**Work to complete**
For the data below, restate word for word only the lines from the line containing "Target: overcast sky" through the line containing "Expected: for every instance of the vertical", both ends included.

[Record excerpts — start]

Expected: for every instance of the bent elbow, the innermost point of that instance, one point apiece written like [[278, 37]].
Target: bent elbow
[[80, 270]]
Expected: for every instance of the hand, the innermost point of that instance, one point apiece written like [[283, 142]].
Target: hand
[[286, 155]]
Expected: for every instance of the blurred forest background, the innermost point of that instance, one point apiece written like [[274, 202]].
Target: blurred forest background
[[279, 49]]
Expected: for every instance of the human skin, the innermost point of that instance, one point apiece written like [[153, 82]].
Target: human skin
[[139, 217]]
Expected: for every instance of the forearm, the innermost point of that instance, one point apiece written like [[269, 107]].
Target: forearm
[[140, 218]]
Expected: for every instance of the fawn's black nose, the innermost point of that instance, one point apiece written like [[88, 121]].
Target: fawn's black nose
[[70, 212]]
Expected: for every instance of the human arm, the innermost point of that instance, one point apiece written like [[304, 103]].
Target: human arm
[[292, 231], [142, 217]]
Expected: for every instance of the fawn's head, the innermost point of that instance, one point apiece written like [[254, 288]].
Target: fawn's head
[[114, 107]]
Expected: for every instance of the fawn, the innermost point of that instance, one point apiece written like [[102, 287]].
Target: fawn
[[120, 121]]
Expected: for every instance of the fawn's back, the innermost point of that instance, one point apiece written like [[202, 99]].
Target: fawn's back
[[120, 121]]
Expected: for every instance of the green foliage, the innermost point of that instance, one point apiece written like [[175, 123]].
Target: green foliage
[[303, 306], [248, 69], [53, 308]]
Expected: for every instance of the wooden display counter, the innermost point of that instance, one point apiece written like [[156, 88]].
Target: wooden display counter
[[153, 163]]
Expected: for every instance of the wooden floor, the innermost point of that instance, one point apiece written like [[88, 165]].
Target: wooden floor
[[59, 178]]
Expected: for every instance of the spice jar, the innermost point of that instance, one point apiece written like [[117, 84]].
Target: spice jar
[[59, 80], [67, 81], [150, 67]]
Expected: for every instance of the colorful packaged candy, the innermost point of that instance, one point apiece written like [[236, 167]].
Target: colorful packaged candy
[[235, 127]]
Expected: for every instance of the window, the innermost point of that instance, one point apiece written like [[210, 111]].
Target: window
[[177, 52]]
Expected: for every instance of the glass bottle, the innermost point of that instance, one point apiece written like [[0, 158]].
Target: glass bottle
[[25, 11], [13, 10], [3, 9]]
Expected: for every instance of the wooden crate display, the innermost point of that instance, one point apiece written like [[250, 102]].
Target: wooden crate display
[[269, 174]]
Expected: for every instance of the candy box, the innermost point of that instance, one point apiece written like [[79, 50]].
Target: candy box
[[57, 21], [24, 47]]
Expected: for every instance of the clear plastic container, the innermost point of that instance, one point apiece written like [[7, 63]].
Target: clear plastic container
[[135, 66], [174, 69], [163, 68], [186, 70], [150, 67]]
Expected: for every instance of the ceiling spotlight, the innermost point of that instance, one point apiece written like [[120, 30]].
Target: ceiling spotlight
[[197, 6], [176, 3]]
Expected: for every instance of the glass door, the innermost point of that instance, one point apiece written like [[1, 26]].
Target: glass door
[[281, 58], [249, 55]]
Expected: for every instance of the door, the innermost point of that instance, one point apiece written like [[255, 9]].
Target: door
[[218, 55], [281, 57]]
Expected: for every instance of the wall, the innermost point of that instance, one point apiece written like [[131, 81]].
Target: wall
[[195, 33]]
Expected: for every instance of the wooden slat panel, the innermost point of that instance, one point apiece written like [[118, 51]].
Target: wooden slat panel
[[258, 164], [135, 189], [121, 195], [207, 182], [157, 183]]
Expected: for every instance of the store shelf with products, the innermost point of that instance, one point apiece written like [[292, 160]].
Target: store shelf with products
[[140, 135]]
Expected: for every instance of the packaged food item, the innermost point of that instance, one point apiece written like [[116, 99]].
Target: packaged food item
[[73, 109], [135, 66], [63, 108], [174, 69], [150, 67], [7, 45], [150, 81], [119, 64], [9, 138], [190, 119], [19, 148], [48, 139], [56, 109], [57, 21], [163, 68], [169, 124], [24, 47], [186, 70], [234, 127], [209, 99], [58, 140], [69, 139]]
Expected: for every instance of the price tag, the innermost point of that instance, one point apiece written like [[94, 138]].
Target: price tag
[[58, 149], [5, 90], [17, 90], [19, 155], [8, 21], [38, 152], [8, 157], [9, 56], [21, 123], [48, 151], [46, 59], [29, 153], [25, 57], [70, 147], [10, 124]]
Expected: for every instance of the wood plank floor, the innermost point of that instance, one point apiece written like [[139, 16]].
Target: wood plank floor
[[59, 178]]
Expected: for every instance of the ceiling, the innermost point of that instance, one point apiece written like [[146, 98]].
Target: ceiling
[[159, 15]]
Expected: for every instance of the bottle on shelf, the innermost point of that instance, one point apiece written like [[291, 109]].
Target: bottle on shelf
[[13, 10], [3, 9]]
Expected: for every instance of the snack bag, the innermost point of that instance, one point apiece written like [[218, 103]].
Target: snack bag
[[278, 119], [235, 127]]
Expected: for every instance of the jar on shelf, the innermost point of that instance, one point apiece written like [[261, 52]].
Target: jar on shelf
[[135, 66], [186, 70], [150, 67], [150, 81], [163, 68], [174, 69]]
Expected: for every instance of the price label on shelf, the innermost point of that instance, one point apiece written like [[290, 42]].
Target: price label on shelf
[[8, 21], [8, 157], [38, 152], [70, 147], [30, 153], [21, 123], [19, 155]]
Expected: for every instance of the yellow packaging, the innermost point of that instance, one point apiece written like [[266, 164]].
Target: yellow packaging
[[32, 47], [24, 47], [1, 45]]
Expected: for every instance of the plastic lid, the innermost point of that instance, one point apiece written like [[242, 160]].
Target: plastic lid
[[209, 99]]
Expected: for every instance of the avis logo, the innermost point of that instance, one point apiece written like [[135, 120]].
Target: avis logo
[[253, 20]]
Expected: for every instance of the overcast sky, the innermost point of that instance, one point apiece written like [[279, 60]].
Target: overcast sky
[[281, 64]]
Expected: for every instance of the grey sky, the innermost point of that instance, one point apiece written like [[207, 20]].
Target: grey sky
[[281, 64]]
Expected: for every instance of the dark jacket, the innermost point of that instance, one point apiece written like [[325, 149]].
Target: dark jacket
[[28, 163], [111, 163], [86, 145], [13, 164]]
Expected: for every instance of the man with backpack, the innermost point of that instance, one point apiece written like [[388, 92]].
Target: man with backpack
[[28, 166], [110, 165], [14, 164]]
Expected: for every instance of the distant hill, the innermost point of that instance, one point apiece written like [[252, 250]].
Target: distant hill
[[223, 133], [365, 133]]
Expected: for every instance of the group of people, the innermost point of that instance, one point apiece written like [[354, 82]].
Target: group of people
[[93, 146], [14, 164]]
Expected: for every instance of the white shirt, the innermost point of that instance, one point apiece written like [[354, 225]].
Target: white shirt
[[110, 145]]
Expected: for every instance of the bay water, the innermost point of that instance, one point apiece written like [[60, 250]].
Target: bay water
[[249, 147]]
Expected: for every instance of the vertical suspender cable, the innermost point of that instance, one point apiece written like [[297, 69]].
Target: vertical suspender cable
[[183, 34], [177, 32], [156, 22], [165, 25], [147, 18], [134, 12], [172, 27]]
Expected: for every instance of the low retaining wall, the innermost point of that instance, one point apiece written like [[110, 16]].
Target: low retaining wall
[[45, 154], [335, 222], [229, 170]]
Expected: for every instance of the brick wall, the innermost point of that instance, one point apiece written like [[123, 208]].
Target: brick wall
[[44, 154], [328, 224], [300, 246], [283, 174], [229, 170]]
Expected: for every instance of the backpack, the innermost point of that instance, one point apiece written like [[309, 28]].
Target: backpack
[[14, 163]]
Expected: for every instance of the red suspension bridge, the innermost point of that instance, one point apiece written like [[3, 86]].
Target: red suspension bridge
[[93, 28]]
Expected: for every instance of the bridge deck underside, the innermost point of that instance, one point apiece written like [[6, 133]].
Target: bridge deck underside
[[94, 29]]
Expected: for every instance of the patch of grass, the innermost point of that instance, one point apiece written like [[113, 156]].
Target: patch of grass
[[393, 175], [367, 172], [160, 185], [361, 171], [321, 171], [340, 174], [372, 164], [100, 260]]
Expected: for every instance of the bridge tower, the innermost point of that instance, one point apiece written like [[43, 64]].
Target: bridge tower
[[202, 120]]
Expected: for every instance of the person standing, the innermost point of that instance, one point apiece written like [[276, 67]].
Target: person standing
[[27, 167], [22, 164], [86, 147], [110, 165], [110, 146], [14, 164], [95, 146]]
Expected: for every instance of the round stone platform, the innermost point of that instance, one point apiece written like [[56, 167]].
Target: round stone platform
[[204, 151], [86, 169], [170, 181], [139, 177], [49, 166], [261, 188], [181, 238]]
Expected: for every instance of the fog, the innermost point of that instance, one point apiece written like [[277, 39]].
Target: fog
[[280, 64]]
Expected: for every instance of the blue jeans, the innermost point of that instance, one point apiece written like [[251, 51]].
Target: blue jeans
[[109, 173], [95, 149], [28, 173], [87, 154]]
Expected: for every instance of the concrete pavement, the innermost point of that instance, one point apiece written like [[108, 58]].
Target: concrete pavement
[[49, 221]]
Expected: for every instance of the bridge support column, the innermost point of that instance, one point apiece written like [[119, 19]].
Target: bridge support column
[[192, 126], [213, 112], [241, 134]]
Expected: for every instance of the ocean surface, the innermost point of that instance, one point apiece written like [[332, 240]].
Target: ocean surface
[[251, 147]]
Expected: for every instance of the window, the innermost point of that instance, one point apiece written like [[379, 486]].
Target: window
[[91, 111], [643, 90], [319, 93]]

[Record excerpts — finish]

**Answer below**
Target: overcast sky
[[281, 64]]
Expected: for every instance of the grey sky, the innermost point of that instance, one point apiece written like [[207, 20]].
Target: grey sky
[[281, 64]]
Expected: for every instance of the dark jacket, the innermost point of that instance, one point apiece written like [[325, 149]].
Target: dark jacket
[[28, 163], [111, 163], [86, 145], [13, 164]]
Expected: for every instance of the man with backpack, the innermost point of that instance, one point apiece written like [[388, 92]].
Target: man with backpack
[[28, 166], [110, 165], [14, 164]]
Expected: for every instance of the distant hill, the innermost point of that instance, one point apiece written like [[252, 250]].
Target: distant hill
[[223, 133], [365, 133]]
Expected: for every instance of the group of people, the innermost point of that instance, one point apiece written like [[354, 82]].
Target: group of people
[[93, 146], [14, 164]]
Expected: for every instance of the white shirt, the innermost point of that instance, one point apiece written like [[354, 225]].
Target: white shirt
[[110, 145]]
Expected: for every instance of the bay water, the innermost point of that instance, one point apiece written like [[60, 250]].
Target: bay water
[[249, 147]]
Expected: for every instance of the vertical suspender cable, the innermost point of that instance, one point apiece written like [[297, 69]].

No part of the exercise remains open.